Sección del documento |
--------------------------------

Si las ideas se expresan a través de silogismos (mejor o
peor construidos), las creencias lo hacen a través de símbolos (imágenes
mentales o externas) o de afirmaciones elementales que no necesitan
demostración, que no necesitan, para resultar convincentes, de un esfuerzo intelectual
añadido. De ahí que Ortega pudiera incluso decir que “los credos políticos (…) son
aceptados por el hombre medio no en virtud de un análisis y examen directo de
su contenido sino merced a que se convierten en frases hechas”. Si la
razón es el medio ambiente en el que se desenvuelven las ideas, el propio de
las creencias son las imágenes, en cuanto que portadoras de símbolos, y las
consignas.
Uno de los movimientos sociales que a lo largo de toda la
historia mejor supo desenvolverse en ese estrato mental que acoge nuestras
creencias y que es previo y más profundo que el que conforman nuestras ideas,
fue, sin duda, el régimen nazi (lo cual no quiere decir que los nazis no
tuvieran también una ideología). La simpleza de los discursos de Hitler,
considerados desde el punto de vista de su fuerza argumentativa, no era tal si los
valoramos según este otro criterio que alude a las creencias, a la elocuencia
expresiva, a nuestra necesidad primaria de encontrar ya decidido aquello que
hemos de elegir. Por otro lado, la potencia estética de toda la parafernalia
nazi que servía de sustento a su simbología (uniformes, antorchas, banderas,
desfiles, canciones, folklore…) resultó emocionalmente arrolladora: no hay más
que ver la manera en que, sin tener que distraerse buscando sustento en el
ámbito de las ideas, sedujo a los alemanes. Y redondeando este conglomerado
mental y emocional que servía de cauce al pensamiento visual en el que el
régimen nazi se sustentó, la fuerza bruta fue el último factor de sugestión que
hizo que finalmente todo el pueblo alemán vibrara casi al unísono.
Alcanzó tales cotas el régimen nazi en su elaborada expresión
de pensamiento visual y su capacidad de contagio de las creencias que lo
sustentaban, que podemos decir que quienes han tratado de seguir por ese mismo
camino, por ejemplo, los regímenes estalinistas o los grupos pro-terroristas en
el País Vasco, no son sino meros imitadores. Aunque no podamos decir que unos y
otros no hayan conseguido llevar a sus respectivas poblaciones a ese estado de hipnosis
colectiva o participación mística (así lo llamaba Lévy-Brhul) que sólo parece
terminar cuando las creencias se demuestran fallidas en la medida en que esos pueblos acaban
topándose con la catástrofe.
Entonces, de vuelta del trance hipnótico, es cuando a las
ideas les corresponde tomar el relevo.

--------------------------------

Encargo de trabajo | Devuelve, copiado sin cambios, el pasaje del texto sobre ideas y creencias que empieza en "Alcanzó tales cotas" y termina en "tomar el relevo.".

Descripciones libres de objetos:
--------------------------------

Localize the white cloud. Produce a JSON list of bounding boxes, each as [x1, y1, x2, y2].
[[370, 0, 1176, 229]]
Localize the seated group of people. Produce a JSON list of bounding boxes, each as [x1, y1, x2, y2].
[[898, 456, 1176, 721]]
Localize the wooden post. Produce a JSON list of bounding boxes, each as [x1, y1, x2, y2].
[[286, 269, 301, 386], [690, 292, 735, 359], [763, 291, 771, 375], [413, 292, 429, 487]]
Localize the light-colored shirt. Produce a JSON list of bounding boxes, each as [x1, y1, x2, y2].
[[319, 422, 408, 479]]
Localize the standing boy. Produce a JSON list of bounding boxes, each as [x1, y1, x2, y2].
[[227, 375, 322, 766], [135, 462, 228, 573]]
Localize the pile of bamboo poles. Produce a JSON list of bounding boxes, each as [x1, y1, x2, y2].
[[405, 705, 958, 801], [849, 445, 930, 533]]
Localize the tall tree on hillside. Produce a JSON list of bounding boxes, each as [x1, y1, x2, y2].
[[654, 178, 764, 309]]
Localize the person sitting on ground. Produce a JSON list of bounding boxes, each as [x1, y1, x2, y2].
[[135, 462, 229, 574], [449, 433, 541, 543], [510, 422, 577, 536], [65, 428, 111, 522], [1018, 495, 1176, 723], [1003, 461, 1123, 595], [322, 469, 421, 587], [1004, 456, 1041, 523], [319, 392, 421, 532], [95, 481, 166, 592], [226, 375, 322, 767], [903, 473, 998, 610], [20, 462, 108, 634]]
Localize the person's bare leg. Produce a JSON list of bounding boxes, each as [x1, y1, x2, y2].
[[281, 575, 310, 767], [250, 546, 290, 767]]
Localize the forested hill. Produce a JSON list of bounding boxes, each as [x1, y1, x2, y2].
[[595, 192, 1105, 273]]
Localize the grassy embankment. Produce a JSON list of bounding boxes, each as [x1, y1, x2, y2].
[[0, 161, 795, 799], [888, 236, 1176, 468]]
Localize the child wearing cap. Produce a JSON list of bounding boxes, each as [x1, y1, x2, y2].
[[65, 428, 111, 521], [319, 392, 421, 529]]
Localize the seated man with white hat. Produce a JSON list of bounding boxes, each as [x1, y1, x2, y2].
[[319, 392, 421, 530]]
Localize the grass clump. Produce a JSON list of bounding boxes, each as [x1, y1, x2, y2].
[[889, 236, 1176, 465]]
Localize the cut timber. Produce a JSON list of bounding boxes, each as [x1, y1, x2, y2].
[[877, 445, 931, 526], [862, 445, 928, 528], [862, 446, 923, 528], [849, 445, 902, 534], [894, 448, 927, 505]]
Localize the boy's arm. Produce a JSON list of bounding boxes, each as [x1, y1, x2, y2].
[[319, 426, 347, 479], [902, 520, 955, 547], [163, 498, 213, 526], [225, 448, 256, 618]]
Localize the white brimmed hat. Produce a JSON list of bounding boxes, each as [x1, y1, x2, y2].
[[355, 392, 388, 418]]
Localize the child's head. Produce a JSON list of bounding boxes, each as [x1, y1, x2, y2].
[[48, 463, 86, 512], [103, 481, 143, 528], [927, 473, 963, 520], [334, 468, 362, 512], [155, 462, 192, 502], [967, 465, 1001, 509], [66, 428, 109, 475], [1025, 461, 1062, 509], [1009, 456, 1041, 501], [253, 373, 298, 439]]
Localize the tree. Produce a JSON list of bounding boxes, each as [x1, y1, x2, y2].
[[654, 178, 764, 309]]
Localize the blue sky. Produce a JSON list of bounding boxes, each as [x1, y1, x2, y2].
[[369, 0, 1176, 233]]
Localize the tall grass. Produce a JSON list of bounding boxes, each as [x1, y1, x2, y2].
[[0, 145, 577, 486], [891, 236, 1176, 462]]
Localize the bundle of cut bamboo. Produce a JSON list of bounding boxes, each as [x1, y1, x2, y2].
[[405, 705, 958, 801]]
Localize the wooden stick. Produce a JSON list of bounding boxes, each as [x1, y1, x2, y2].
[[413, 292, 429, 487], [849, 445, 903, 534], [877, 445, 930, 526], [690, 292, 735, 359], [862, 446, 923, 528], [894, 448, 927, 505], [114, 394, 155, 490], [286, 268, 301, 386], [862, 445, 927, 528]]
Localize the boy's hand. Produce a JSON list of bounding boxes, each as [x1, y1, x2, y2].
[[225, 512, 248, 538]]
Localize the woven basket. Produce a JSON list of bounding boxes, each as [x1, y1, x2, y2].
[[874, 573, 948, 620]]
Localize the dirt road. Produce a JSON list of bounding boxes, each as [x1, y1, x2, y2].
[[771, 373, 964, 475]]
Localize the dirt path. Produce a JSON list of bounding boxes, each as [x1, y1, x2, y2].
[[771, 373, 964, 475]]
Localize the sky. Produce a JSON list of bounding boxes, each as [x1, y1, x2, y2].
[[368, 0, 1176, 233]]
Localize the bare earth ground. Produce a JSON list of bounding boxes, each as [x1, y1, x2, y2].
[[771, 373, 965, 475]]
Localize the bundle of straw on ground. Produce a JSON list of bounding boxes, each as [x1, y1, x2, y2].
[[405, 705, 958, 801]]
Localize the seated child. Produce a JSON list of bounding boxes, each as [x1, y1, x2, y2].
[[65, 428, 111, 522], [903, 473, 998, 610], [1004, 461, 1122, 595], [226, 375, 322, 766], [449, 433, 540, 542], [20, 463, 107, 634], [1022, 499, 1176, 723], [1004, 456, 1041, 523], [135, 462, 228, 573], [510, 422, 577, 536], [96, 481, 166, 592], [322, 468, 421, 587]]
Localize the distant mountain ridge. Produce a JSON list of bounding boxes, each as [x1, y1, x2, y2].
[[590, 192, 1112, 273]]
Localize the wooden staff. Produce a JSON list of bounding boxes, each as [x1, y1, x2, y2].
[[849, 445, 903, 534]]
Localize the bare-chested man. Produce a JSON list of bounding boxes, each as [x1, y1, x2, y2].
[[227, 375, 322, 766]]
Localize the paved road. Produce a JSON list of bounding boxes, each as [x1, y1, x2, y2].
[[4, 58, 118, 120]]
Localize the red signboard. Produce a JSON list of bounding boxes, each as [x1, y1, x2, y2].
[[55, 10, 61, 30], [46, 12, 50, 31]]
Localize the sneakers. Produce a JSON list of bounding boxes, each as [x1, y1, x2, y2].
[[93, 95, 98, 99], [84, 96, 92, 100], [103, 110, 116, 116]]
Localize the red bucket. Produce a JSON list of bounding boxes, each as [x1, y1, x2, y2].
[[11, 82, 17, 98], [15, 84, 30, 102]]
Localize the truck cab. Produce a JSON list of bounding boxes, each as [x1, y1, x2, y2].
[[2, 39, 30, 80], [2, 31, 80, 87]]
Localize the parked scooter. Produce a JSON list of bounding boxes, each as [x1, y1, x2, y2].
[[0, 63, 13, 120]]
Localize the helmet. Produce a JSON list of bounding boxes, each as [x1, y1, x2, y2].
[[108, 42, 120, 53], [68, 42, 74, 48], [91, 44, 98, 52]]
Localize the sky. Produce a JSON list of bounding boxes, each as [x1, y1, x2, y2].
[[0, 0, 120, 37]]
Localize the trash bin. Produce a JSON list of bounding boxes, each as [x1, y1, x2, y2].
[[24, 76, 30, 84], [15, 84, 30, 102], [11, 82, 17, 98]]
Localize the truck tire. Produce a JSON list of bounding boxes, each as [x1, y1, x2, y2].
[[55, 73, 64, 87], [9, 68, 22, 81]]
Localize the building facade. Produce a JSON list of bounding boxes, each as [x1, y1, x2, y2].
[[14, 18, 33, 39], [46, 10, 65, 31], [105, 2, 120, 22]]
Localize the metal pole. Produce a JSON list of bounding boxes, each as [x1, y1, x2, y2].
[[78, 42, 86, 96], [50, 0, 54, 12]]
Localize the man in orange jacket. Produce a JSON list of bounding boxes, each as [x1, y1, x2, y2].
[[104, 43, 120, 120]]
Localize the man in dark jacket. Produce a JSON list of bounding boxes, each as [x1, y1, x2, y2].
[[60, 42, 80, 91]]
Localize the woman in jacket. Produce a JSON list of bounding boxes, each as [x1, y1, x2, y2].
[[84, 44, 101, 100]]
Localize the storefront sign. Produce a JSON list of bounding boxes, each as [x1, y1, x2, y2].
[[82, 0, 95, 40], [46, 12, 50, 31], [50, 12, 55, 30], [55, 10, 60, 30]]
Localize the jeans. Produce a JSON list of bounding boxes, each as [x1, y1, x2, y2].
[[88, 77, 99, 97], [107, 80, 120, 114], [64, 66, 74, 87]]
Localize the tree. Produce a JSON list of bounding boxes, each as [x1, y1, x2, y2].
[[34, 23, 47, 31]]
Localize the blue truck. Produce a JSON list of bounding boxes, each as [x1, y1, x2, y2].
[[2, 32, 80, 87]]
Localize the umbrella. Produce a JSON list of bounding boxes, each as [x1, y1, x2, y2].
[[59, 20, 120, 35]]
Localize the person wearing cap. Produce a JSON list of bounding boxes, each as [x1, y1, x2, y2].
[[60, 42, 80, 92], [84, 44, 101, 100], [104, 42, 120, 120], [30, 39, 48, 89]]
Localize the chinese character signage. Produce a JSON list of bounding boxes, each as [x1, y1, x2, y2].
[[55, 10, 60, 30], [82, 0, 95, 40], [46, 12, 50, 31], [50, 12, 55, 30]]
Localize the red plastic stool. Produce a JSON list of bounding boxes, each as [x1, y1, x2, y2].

--------------------------------

Respuesta |
Alcanzó tales cotas el régimen nazi en su elaborada expresión
de pensamiento visual y su capacidad de contagio de las creencias que lo
sustentaban, que podemos decir que quienes han tratado de seguir por ese mismo
camino, por ejemplo, los regímenes estalinistas o los grupos pro-terroristas en
el País Vasco, no son sino meros imitadores. Aunque no podamos decir que unos y
otros no hayan conseguido llevar a sus respectivas poblaciones a ese estado de hipnosis
colectiva o participación mística (así lo llamaba Lévy-Brhul) que sólo parece
terminar cuando las creencias se demuestran fallidas en la medida en que esos pueblos acaban
topándose con la catástrofe.
Entonces, de vuelta del trance hipnótico, es cuando a las
ideas les corresponde tomar el relevo.